___ SELECTION
- Born: 6 April 1734 Phaltan
- Died: 23 September 1763 (aged 29) Satara
- Occupation(s): Wife and administrator
- Spouse: Sadashivrao Bhau
- Family: Kolhatkar (by birth) Bhat (by marriage)

= Parvatibai =

Second wife of Sadashivrao Bhau

Parvatibai (6 April 1734 – 23 September 1763) was second wife of Sadashivrao Bhau. She was from the Kolhatkar family of Pen and was married to Sadashivrao Bhau after the death of his first wife Umabai and hence became a member of the Peshwa family. She was also a trusted confidante of Shahuji. Her niece Radhikabai was married to Vishwasrao.

==Panipat Campaign==
When the Marathas under Sadashivrao went to North India, she escorted her husband. On the way to Panipat, she performed pilgrimage at Mathura and Vrindavan, along with Nana Phadnavis and other women folks in Maratha camp. She was present in the final battle fought on 14 January 1761 and was successfully led out of the battlefield by some loyal men of Sadashivrao Bhau. She accidentally met Malharrao Holkar on her escape route, who carried her off safely to the south of river Chambal.

== Death of her Husband and aftermath ==

Her husband Sadashivrao Bhau died in the Third Battle of Panipat. For the rest of her life, she remained a widow (as she had promised her husband before the battle).
______
PROBLEM 1:
In the Parvatibai biography, whom did she meet by chance while escaping the battlefield, and who then took her safely south of the Chambal river?
PROBLEM 2:
Gather every line of the records that contains the string "building", matching case exactly.
___ MATERIAL
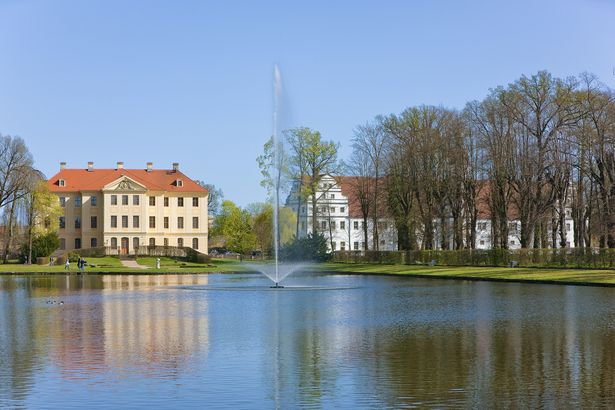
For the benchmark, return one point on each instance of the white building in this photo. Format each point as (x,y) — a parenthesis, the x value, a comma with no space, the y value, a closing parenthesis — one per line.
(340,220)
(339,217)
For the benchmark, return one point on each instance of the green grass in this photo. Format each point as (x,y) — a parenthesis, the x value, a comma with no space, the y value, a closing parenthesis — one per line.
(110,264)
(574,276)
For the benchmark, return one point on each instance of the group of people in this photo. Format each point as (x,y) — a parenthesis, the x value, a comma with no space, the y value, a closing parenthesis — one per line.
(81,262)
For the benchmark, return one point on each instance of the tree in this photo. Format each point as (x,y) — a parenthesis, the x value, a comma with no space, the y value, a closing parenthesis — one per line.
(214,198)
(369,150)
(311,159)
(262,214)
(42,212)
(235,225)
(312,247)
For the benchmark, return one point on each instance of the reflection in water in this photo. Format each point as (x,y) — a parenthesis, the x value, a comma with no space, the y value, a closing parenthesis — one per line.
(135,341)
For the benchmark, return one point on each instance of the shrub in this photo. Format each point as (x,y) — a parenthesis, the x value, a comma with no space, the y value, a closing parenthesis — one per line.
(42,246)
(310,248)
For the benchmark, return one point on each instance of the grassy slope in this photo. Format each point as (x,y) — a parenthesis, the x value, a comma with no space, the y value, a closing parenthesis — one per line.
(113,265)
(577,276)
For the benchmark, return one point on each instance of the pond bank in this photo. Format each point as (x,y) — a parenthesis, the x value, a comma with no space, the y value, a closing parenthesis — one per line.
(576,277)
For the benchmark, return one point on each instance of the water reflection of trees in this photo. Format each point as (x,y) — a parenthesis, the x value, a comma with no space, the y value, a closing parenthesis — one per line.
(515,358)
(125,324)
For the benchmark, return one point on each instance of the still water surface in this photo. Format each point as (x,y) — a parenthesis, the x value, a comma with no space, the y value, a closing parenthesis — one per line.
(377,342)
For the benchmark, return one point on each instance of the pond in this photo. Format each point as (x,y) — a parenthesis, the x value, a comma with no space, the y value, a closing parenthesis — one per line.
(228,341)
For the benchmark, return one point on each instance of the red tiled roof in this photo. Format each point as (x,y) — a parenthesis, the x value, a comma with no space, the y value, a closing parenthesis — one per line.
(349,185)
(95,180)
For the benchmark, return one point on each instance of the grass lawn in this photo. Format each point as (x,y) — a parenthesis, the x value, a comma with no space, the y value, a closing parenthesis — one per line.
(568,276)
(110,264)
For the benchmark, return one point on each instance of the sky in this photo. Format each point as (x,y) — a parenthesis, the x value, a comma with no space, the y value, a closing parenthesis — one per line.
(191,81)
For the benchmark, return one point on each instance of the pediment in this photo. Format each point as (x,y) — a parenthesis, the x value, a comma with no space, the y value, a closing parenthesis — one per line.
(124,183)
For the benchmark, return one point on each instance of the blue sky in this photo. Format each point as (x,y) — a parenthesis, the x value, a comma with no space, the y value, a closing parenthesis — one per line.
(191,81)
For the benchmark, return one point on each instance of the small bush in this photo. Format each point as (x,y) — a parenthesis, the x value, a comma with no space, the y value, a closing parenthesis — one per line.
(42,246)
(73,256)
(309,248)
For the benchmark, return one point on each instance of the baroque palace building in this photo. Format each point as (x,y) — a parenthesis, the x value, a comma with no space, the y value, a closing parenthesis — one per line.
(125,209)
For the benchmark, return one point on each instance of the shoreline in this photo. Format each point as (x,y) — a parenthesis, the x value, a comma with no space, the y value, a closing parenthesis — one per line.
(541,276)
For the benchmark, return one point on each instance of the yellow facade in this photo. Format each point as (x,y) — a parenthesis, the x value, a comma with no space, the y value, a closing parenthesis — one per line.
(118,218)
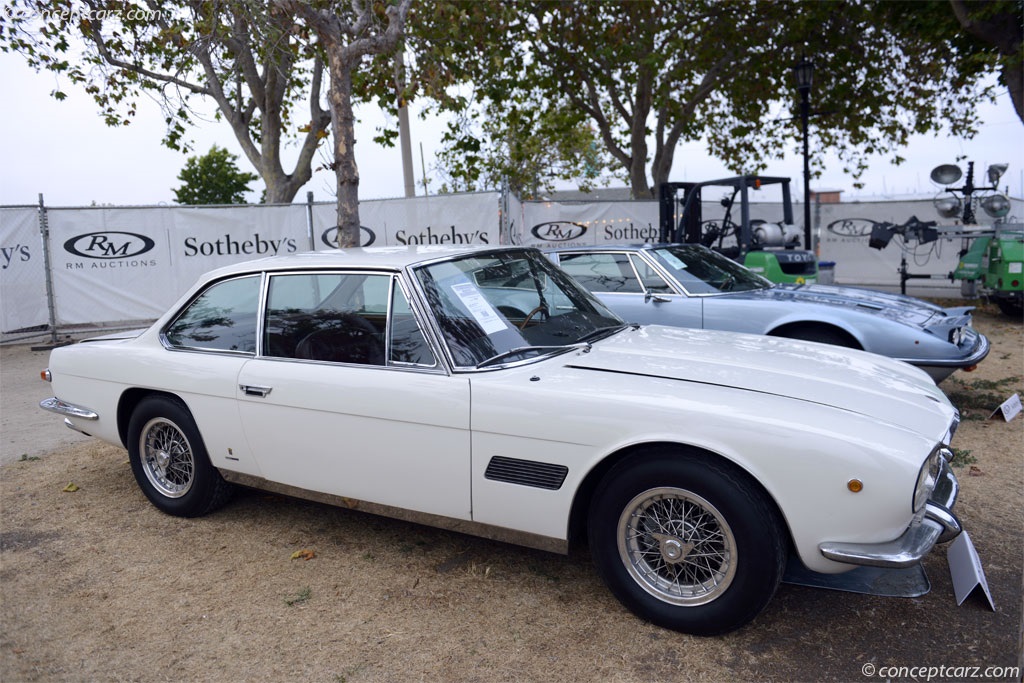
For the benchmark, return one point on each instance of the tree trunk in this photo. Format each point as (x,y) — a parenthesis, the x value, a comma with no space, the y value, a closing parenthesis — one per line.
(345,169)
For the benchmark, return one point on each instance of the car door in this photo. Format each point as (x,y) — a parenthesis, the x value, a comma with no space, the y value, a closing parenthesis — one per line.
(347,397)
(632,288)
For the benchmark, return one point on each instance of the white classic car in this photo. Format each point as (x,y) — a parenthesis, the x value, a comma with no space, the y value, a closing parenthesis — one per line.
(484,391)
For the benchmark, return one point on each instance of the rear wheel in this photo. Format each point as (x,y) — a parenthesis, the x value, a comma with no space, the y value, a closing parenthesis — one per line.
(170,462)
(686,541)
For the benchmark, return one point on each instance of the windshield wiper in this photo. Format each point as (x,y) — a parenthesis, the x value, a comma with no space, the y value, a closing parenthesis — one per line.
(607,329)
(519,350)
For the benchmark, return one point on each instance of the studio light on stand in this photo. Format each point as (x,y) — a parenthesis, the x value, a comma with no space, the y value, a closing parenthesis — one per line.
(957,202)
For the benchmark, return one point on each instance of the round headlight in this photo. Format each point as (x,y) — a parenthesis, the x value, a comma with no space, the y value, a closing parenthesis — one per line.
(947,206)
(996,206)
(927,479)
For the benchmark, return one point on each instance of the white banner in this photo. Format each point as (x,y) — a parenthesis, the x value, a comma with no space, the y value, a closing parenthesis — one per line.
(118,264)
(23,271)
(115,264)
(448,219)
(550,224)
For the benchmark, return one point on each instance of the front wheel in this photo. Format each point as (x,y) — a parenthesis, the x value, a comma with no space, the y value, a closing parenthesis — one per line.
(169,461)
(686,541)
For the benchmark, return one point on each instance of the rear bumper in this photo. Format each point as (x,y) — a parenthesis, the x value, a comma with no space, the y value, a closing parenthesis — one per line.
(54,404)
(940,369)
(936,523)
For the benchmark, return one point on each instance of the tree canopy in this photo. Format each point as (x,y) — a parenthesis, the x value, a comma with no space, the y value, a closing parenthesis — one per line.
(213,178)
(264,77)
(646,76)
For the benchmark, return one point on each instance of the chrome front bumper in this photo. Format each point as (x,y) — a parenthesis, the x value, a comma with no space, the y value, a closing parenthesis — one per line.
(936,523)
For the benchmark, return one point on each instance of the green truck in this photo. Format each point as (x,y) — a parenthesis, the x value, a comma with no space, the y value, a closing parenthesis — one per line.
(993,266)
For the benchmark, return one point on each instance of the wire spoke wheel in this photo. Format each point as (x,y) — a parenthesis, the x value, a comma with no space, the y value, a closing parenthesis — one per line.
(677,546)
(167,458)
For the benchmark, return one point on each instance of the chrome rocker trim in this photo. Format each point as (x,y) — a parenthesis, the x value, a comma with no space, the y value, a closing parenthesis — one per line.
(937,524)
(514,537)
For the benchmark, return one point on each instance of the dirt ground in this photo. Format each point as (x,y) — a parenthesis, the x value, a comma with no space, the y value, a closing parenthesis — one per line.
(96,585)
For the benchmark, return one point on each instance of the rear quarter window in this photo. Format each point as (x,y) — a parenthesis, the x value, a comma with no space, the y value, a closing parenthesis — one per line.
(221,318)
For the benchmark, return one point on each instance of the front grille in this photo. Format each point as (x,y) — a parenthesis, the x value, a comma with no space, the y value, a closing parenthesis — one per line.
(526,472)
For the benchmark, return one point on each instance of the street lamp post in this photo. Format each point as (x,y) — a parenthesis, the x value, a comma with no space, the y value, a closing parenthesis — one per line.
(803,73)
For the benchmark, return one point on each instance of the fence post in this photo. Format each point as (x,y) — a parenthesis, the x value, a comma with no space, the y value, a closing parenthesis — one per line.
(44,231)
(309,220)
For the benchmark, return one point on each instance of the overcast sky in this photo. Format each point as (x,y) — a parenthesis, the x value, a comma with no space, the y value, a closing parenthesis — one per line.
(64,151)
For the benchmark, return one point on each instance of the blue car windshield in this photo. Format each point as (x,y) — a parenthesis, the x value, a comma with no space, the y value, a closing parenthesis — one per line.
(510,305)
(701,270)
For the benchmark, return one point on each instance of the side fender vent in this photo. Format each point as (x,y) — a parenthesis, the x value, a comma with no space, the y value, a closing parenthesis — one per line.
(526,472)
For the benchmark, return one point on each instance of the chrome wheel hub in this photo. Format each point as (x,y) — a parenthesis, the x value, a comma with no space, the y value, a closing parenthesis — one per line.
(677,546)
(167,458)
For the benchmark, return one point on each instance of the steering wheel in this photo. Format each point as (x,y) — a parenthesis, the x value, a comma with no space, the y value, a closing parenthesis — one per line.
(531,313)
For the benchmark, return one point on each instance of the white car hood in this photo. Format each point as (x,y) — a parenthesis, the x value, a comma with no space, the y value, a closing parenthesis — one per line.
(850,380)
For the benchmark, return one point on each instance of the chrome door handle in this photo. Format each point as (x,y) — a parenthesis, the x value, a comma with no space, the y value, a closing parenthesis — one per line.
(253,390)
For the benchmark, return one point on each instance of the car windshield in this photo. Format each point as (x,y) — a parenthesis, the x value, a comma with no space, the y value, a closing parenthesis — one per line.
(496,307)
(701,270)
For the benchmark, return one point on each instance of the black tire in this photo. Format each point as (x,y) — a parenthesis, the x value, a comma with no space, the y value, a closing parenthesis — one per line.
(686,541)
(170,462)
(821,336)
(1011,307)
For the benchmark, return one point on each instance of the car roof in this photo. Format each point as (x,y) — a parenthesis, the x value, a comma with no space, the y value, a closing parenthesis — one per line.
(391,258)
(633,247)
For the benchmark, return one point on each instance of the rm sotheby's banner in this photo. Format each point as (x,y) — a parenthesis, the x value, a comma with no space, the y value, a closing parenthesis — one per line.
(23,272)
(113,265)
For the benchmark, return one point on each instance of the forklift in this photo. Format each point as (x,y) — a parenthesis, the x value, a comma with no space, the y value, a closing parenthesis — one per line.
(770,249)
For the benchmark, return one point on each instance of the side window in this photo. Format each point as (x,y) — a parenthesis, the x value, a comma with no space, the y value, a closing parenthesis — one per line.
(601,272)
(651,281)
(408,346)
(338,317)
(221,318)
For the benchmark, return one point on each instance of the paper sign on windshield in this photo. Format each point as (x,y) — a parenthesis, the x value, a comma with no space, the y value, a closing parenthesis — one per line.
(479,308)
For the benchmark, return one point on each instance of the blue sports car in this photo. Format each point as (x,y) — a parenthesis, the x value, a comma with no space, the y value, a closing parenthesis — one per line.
______
SOLUTION 1:
Malharrao Holkar.

SOLUTION 2:
For the benchmark, return one point on each instance of the white building in this photo. Format each point as (x,y) — a parenthesis, the x value, a comma with no space, the y value, a closing parenthesis — one per line.
For the benchmark, return one point on each instance of the baroque palace building in this photo. Format each point as (x,y) — a parenthesis, the x value, a comma with no space, the y value, a closing parenthesis — one per line.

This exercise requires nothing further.